**Data listing**
※

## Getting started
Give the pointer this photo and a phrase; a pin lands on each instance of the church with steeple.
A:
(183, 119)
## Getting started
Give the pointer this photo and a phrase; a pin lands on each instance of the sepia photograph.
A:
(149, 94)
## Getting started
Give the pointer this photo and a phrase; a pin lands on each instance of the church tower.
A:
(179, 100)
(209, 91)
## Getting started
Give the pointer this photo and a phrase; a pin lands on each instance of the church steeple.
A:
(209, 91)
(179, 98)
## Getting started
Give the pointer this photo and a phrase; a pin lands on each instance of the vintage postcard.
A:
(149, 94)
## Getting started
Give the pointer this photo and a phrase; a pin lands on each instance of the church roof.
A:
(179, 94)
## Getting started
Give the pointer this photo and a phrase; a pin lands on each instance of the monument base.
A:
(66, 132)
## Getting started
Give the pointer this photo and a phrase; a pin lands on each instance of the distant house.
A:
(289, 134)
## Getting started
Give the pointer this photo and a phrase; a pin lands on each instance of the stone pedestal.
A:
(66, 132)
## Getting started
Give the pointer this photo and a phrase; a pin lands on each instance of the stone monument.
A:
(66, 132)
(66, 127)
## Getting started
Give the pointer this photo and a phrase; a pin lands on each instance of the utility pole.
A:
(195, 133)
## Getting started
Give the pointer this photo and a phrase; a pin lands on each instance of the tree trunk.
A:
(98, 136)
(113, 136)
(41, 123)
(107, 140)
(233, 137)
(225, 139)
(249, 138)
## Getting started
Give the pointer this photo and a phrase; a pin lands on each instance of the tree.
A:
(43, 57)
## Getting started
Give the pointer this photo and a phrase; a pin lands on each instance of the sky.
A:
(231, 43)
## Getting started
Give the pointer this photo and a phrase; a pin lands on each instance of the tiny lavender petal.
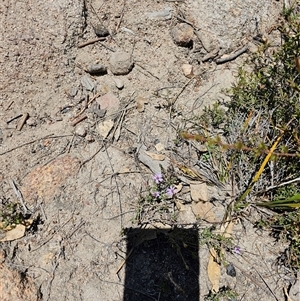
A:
(157, 178)
(156, 194)
(237, 250)
(171, 191)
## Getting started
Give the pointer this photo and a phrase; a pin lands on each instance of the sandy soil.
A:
(80, 187)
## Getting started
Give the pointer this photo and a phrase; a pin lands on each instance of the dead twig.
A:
(121, 17)
(91, 42)
(233, 56)
(19, 196)
(14, 118)
(185, 21)
(22, 122)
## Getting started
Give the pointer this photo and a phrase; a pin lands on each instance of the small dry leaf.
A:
(213, 270)
(105, 128)
(158, 157)
(199, 192)
(15, 233)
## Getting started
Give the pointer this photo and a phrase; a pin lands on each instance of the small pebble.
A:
(119, 83)
(160, 15)
(101, 30)
(120, 63)
(97, 69)
(182, 35)
(87, 83)
(80, 131)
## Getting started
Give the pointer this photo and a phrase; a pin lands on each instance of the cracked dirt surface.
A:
(81, 188)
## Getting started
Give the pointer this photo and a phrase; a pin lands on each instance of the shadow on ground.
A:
(162, 265)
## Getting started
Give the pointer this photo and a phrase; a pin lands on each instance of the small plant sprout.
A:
(236, 250)
(157, 178)
(171, 191)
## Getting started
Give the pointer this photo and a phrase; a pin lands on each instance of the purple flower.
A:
(236, 250)
(156, 194)
(171, 191)
(157, 178)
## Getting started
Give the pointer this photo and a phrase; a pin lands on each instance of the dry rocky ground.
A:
(84, 127)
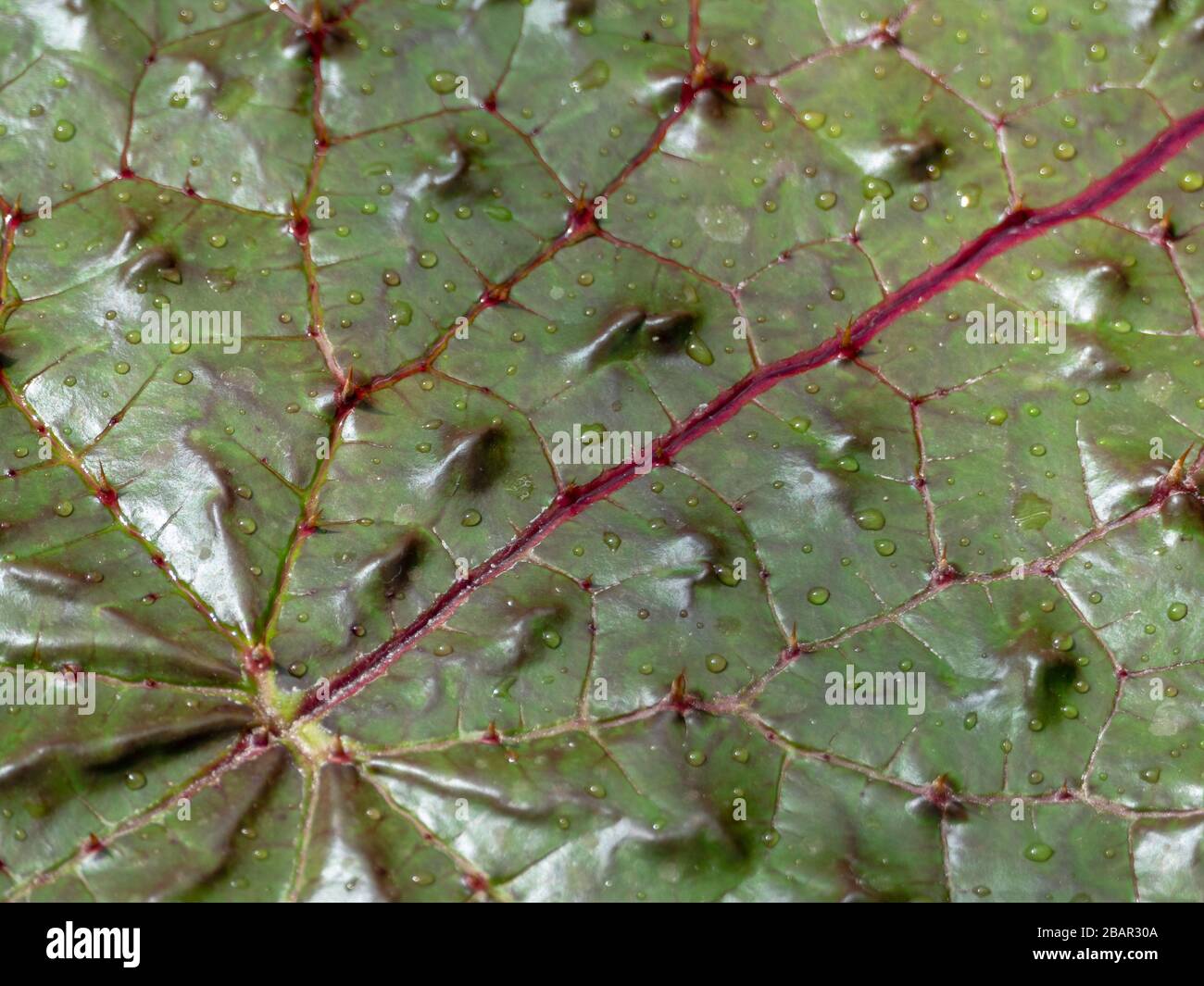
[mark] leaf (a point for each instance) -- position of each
(326, 614)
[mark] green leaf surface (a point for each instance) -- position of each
(347, 624)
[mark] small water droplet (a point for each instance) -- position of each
(870, 519)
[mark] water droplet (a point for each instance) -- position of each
(442, 82)
(594, 76)
(870, 519)
(696, 349)
(871, 188)
(968, 195)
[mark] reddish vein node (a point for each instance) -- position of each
(300, 229)
(476, 882)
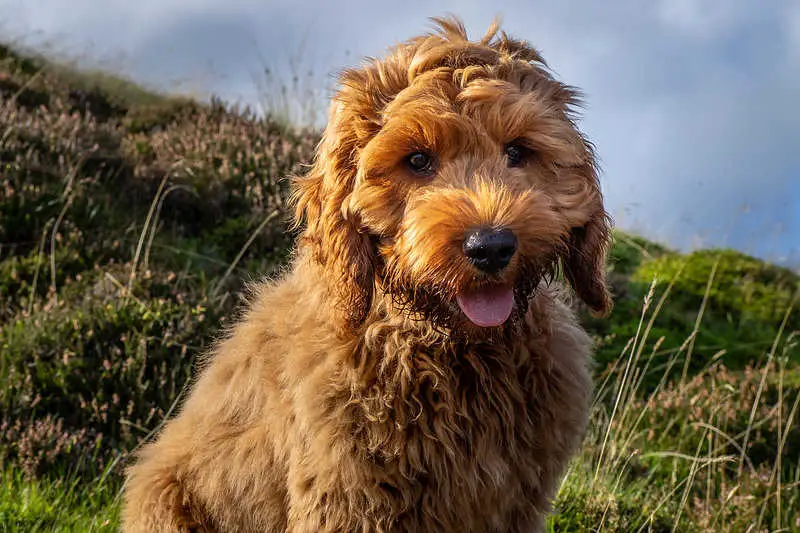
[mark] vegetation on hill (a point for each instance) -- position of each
(129, 222)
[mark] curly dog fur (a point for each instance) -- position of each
(360, 392)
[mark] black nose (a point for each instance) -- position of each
(490, 249)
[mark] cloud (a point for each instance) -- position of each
(694, 104)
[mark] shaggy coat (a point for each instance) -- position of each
(386, 382)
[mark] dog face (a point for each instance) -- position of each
(452, 176)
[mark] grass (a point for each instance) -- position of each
(129, 222)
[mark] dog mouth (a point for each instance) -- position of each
(487, 306)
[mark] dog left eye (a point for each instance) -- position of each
(420, 162)
(516, 154)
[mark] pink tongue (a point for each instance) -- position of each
(488, 306)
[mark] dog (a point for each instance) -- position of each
(419, 367)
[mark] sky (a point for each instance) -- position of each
(693, 105)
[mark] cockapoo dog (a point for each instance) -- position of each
(418, 369)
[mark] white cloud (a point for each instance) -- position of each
(694, 104)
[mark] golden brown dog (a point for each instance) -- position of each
(417, 369)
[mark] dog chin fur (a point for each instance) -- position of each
(353, 394)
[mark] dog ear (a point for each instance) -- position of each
(584, 264)
(332, 232)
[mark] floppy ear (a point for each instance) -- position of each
(332, 232)
(584, 264)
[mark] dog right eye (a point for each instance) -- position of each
(420, 162)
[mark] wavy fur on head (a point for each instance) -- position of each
(354, 394)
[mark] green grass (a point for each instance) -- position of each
(129, 222)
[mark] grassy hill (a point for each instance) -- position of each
(129, 221)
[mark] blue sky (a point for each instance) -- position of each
(694, 105)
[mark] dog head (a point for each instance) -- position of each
(452, 176)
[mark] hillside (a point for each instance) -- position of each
(130, 220)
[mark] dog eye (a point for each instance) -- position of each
(516, 154)
(420, 162)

※

**Your assignment**
Report every line above that has the string "monument" in it.

**Task result**
Give the pointer this photo and a phrase; a pin lands on each instance of the monument base.
Give the pointer this photo and a phrase; a pin lands on each instance of the stone monument.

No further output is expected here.